This page covers configuration and management of View crawl filter objects.

Object Overview

Crawl filters provide a reusable template that can be referenced by a crawl plan to define what content from a given data repository is crawled.

Endpoint, URL, and Supported Methods

Objects are managed via the crawler server API at [http|https]://[hostname]:[port]/v1.0/tenants/[tenant-guid]/crawlfilters

Supported methods include: GET HEAD PUT DELETE

Structure

Objects have the following structure:

{
    "GUID": "defaultfilter",
    "TenantGUID": "default",
    "Name": "My filter",
    "MinimumSize": 1,
    "MaximumSize": 134217728,
    "IncludeSubdirectories": true,
    "ContentType": "*",
    "CreatedUtc": "2024-07-10T05:21:00.000000Z"

A block of data:
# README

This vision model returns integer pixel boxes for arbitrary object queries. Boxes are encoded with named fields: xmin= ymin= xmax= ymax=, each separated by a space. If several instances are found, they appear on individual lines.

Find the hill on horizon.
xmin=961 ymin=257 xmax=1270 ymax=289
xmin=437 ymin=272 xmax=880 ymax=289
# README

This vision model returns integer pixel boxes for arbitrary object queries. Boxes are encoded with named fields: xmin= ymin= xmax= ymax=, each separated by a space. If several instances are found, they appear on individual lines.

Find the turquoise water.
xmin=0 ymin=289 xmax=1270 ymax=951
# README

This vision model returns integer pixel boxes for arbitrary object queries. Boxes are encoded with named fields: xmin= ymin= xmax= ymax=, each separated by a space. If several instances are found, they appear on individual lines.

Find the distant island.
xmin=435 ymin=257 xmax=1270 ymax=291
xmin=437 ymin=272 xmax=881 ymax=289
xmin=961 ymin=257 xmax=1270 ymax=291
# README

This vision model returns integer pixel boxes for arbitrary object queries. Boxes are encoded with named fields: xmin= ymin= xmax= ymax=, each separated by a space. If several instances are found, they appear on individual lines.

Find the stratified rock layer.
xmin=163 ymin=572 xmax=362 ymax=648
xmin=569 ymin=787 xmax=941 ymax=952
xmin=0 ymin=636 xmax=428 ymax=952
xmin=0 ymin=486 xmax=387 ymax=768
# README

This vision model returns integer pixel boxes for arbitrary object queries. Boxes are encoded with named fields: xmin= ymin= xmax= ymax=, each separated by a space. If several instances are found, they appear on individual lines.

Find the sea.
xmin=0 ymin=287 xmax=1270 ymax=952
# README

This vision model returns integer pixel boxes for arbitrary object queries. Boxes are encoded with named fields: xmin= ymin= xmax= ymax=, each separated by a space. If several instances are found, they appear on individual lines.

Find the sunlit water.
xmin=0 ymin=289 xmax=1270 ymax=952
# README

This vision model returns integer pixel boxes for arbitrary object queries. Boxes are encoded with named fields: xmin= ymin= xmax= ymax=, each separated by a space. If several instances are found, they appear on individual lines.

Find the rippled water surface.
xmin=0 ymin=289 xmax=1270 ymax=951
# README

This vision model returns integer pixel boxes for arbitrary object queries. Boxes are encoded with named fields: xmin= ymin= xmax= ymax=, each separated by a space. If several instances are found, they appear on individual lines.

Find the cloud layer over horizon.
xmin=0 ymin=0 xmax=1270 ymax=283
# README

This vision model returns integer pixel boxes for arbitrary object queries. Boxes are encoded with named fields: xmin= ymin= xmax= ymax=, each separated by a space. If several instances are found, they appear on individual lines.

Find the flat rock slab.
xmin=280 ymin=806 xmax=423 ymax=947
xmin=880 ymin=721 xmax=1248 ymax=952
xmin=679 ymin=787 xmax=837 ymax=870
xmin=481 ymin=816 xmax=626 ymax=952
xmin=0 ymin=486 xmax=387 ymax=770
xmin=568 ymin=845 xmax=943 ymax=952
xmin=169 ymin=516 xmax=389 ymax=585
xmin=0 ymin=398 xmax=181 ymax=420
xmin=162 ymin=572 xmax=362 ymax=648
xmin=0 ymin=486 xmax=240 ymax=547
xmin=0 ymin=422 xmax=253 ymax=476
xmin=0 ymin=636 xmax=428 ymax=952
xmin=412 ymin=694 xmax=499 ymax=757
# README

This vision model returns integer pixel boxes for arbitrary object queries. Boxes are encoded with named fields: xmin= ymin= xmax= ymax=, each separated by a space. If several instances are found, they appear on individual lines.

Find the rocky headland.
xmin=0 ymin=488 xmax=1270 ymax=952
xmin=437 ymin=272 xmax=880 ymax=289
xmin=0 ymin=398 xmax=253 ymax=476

Your tasks.
1. Using the crawl filter page, decide whether each statement agrees with it, answering yes or no and quoting the deciding words: (a) POST is among the supported methods. (b) A crawl plan can reference a crawl filter. (c) Crawl filter objects are managed through the crawler server API.
2. Restate the paragraph beginning "Crawl filters provide a reusable template" from the crawl filter page more briefly, keeping its main facts.
Rely only on the crawl filter page for the answers.

Answers given.
1.
(a) No: "Supported methods include: GET HEAD PUT DELETE"
(b) Yes: "can be referenced by a crawl plan"
(c) Yes: "Objects are managed via the crawler server API"

2. Crawl filters are reusable templates that a crawl plan can reference to set which content in a data repository gets crawled.